● **Document segment**
------------

After a season that has brought us weightier fare like modern tragedy Death of a Salesman, the haunting The Weir, and the provocatively erotic Venus in Fur, Murray Ross' adaptation of Carlo Goldoni's commedia dell'arte farce is a frothy, delicious desert at the close of a rich, complex banquet. Ross sets the action in Venice Beach of the 1950s, a sunny, cotton candy-color world embodied by Christopher L. Sheley's cartoon-like set. The location is mainly cosmetic, as is much of Goldoni's plot, which serves as an excuse to throw the stock commedia characters (young lovers, pompous patriarchs, and comical servants) into nonsense. But the high-energy cast proves that good humor, when told well, is timeless.

At the center of the chaos is Sammie Joe Kinnet's hilariously id-driven Truffaldino, a clown among clowns who sets the plot spinning and then struggles to hang on for the ride. He arrives on the scene to announce his master, Federigo Rasponi-an act that causes no small consternation, since Federigo has been presumed dead. Indeed, his intended bride Clarissa (Stephanie Schlis) has already promised her hand to her preferred suitor Silvio (Michael Lee). While Clarissa's father Pantalone (Rob Reis) tries to sort the matter out, Truffaldino's quest for better pay and more meals leads him to take a second position with the unfortunately-named Macdonald Dick, III (Max Ferguson, embodying exactly what you'd expect a guy named Macdonald Dick, III to be like). Dick was the man who mortally wounded Federigo in a dispute over the latter's sister Beatrice (Shaundra Noll), who unbeknownst to the others has disguised herself as her brother in order to claim her inheritance. ("It's like Shakespeare," Truffaldino helpfully explains as the complications reach their crisis point.)

------------

● **Parts of the exercise**
1 - Extract the passage of the review from "After a season" up to and including "well, is timeless.".
2 - According to the review, where and in what decade does Ross set the play's action?

(Records from a data source)
------------

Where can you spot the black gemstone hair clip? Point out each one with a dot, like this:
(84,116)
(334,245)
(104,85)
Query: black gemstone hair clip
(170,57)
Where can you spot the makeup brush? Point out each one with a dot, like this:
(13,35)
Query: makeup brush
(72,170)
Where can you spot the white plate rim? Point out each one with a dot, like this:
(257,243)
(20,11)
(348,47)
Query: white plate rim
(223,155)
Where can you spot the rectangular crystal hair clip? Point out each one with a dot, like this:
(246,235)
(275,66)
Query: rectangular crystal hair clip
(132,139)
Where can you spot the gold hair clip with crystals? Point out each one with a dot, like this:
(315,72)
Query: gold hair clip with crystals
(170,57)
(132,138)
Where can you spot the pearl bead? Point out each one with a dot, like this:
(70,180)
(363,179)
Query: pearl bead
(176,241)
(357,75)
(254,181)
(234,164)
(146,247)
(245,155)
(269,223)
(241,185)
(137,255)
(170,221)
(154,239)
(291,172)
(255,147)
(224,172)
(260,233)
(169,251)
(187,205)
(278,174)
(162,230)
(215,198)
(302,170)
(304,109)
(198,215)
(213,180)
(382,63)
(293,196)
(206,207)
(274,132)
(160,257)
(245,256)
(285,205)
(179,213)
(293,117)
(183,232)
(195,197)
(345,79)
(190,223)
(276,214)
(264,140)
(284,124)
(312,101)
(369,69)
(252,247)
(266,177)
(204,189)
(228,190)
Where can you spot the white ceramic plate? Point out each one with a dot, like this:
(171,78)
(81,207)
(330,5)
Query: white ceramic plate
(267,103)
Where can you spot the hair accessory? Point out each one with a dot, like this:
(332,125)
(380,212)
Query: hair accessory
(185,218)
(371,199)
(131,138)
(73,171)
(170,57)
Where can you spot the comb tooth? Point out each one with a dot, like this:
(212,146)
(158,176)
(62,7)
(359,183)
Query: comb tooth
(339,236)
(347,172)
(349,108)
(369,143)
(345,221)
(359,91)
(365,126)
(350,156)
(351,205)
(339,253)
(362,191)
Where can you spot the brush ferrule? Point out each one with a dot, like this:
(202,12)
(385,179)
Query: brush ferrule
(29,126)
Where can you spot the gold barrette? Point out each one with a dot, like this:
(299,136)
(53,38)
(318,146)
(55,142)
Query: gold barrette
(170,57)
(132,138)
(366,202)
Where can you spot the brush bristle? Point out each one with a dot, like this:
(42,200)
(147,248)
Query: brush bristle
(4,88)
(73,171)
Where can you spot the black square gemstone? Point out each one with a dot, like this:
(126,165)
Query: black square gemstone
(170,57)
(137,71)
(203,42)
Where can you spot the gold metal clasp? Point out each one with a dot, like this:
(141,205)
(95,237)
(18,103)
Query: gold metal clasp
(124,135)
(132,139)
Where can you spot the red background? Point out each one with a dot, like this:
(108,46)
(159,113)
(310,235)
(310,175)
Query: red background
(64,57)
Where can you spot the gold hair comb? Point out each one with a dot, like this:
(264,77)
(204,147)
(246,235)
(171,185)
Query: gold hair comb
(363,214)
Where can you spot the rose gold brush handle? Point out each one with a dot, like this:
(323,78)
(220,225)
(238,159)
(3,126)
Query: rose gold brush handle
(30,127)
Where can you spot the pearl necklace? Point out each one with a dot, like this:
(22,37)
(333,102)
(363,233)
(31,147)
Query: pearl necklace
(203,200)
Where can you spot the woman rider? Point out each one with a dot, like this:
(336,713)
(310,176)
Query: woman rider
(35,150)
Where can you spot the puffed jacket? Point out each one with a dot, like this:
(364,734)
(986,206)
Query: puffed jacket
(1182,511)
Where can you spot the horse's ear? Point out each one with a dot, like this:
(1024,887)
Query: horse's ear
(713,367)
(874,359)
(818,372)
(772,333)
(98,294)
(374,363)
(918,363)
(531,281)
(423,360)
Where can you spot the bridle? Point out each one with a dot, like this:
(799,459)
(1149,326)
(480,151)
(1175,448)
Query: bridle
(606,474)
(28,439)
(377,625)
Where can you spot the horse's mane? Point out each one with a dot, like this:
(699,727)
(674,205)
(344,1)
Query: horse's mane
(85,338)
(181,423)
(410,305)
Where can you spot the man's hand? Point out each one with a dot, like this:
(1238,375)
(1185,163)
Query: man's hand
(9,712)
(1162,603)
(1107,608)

------------

● **Outputs by task**
1 -
After a season that has brought us weightier fare like modern tragedy Death of a Salesman, the haunting The Weir, and the provocatively erotic Venus in Fur, Murray Ross' adaptation of Carlo Goldoni's commedia dell'arte farce is a frothy, delicious desert at the close of a rich, complex banquet. Ross sets the action in Venice Beach of the 1950s, a sunny, cotton candy-color world embodied by Christopher L. Sheley's cartoon-like set. The location is mainly cosmetic, as is much of Goldoni's plot, which serves as an excuse to throw the stock commedia characters (young lovers, pompous patriarchs, and comical servants) into nonsense. But the high-energy cast proves that good humor, when told well, is timeless.

2 - Venice Beach in the 1950s.